_EXERCISE INSTRUCTIONS_.
• 1. Answer these questions about the excerpt on Breyer's dissent, one line each, marked (a), (b), (c):
(a) In Breyer's quoted statement of the compelling interest, the remnants of what kind of segregation does the interest aim to eradicate?
(b) Which justice does the excerpt describe as a backward-time-traveler?
(c) What race-conscious practices did the measures required by the subsequent cases often include?
• 2. Print the part of the excerpt on Breyer's dissent between "The historical and" and "public school integration.", inclusive, copying it word for word.

_EXCERPT_.
Breyer warmed to the task. His memorable dissent is not only a good argument but good history.

Roberts said there was “no definition of the interest”? Here was Breyer’s take:

    The compelling interest at issue here … includes an effort to eradicate the remnants, not of general “societal discrimination” [as Roberts's opinion said], but of primary and secondary school segregation; it includes an effort to create school environments that provide better educational opportunities for all children; it includes an effort to help create citizens better prepared to know, to understand, and to work with people of all races and backgrounds, thereby furthering the kind of democratic government our Constitution foresees. If an educational interest that combines these three elements is not “compelling,” what is?

Let the lawyers parse Roberts’s opinion; the rest of us can go to school on what Breyer wrote concerning Brown and all the history swirling around it, before it, and after it:

    [Roberts's opinion for the plurality of the court] pays inadequate attention to this law, to past opinions’ rationales, their language, and the contexts in which they arise. As a result, it reverses course and reaches the wrong conclusion. In doing so, it distorts precedent, it misapplies the relevant constitutional principles, it announces legal rules that will obstruct efforts by state and local governments to deal effectively with the growing resegregation of public schools, it threatens to substitute for present calm a disruptive round of race-related litigation, and it undermines Brown’s promise of integrated primary and secondary education that local communities have sought to make a reality. This cannot be justified in the name of the Equal Protection Clause.

Context is everything, despite what such backward-time-travelers like Clarence Thomas think. Breyer noted:

    The historical and factual context in which these cases arise is critical. In Brown, this Court held that the government’s segregation of schoolchildren by race violates the Constitution’s promise of equal protection. The Court emphasized that “education is perhaps the most important function of state and local governments.” 347 U. S., at 493. And it thereby set the Nation on a path toward public school integration.

    In dozens of subsequent cases, this Court told school districts previously segregated by law what they must do at a minimum to comply with Brown’s constitutional holding. The measures required by those cases often included race-conscious practices, such as mandatory busing and race-based restrictions on voluntary transfers.

_ENTRIES PROVIDED_.
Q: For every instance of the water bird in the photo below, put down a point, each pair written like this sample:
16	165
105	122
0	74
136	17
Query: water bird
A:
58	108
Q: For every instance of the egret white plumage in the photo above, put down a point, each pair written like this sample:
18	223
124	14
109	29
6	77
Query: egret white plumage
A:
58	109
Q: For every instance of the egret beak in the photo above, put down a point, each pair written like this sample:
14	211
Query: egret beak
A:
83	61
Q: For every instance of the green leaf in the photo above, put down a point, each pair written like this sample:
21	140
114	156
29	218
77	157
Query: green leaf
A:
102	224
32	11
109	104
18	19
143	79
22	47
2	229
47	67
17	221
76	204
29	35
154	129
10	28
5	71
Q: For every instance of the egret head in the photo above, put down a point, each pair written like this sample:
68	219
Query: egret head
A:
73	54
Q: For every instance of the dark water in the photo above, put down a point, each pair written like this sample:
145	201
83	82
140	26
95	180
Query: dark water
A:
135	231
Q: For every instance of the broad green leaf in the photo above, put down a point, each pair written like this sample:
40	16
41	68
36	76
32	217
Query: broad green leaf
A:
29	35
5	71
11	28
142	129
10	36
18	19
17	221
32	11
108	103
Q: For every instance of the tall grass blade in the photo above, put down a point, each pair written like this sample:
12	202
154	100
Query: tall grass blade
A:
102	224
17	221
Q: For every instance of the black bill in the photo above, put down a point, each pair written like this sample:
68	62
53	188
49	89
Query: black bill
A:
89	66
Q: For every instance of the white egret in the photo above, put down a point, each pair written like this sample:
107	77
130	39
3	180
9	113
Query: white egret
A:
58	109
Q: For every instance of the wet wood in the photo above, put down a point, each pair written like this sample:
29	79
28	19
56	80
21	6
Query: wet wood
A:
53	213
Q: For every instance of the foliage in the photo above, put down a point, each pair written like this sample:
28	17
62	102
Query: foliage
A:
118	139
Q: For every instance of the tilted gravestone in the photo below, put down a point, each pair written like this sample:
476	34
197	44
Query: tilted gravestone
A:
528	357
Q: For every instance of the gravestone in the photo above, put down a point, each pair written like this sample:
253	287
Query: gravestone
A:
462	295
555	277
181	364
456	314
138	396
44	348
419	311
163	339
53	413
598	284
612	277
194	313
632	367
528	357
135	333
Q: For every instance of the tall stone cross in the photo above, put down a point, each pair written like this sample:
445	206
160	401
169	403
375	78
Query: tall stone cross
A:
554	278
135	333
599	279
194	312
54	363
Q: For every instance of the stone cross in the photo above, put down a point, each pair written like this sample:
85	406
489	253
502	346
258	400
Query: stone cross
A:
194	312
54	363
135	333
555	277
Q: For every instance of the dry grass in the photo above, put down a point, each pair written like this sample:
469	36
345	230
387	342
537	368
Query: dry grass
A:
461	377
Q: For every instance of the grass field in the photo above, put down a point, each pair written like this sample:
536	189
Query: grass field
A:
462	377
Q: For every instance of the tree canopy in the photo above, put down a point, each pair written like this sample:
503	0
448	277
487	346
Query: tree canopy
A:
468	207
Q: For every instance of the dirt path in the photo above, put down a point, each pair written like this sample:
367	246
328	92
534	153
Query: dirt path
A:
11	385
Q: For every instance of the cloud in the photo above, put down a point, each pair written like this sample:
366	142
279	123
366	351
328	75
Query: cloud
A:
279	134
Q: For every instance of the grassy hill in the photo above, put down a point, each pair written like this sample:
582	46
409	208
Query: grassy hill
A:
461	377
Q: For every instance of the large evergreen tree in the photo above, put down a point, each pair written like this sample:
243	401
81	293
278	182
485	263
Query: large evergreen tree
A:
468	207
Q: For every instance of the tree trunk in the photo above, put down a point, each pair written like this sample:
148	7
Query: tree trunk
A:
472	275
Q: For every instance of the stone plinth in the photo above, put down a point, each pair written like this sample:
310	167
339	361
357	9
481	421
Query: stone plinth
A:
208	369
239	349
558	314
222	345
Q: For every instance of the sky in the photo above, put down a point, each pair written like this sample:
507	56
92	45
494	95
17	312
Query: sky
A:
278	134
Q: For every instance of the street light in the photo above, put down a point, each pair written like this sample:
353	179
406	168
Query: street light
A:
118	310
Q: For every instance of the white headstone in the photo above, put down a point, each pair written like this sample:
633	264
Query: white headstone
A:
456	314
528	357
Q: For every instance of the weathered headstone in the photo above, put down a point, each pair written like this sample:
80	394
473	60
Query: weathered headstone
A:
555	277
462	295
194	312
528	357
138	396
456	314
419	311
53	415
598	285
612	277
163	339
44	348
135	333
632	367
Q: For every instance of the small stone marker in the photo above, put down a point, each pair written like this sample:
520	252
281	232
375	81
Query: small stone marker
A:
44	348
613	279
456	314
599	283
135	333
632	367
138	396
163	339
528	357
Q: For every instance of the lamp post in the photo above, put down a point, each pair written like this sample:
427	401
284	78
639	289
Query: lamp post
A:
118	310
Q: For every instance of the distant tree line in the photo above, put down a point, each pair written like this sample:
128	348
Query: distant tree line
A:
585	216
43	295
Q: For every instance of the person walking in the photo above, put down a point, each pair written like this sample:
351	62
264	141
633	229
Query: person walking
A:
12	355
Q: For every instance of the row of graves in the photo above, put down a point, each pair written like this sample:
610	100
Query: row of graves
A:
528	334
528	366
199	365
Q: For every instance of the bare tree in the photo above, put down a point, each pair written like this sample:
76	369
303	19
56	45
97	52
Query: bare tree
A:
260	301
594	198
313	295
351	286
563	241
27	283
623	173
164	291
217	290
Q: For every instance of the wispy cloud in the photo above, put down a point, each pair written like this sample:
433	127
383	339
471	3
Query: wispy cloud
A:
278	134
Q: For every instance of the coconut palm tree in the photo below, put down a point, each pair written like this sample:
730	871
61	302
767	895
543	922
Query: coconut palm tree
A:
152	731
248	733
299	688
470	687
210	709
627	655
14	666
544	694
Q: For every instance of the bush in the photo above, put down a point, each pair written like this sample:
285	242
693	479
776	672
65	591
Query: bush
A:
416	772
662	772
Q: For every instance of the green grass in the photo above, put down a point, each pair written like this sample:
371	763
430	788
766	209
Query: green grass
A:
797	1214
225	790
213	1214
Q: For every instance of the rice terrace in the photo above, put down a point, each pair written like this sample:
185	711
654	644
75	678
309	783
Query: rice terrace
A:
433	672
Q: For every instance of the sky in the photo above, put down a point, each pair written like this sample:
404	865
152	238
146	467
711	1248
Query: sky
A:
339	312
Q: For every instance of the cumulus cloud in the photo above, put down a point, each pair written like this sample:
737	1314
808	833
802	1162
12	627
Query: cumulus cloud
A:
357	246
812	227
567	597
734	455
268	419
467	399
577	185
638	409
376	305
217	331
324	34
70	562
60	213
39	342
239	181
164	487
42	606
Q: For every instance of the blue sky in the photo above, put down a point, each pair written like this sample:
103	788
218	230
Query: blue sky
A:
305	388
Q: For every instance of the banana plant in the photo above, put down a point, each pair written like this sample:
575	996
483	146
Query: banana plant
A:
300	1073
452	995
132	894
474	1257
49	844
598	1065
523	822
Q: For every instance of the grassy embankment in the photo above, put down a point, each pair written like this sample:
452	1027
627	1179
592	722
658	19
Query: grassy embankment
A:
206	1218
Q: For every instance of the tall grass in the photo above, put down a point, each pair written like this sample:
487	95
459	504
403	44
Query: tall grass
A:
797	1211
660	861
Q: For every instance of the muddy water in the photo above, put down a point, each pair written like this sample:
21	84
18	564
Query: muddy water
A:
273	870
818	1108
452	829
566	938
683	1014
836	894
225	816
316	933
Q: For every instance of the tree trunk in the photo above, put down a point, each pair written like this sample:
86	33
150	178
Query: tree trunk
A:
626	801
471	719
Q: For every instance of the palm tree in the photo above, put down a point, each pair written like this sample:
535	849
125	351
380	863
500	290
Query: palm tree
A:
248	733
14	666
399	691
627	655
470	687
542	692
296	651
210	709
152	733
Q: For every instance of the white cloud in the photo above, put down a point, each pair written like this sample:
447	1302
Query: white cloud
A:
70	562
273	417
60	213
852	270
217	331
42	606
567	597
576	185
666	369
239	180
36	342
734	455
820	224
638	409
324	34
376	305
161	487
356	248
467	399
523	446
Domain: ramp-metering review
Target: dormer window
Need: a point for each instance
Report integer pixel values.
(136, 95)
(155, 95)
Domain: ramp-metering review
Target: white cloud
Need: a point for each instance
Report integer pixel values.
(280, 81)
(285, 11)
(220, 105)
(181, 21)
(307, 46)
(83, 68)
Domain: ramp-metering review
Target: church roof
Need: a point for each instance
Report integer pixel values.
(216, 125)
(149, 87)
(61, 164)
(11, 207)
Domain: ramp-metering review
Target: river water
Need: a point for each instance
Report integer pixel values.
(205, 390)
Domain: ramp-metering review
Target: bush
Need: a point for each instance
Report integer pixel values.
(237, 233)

_PER-TASK OUTPUTS_.
• 1.
(a) Primary and secondary school segregation.
(b) Clarence Thomas.
(c) Mandatory busing and race-based restrictions on voluntary transfers.

• 2.
The historical and factual context in which these cases arise is critical. In Brown, this Court held that the government’s segregation of schoolchildren by race violates the Constitution’s promise of equal protection. The Court emphasized that “education is perhaps the most important function of state and local governments.” 347 U. S., at 493. And it thereby set the Nation on a path toward public school integration.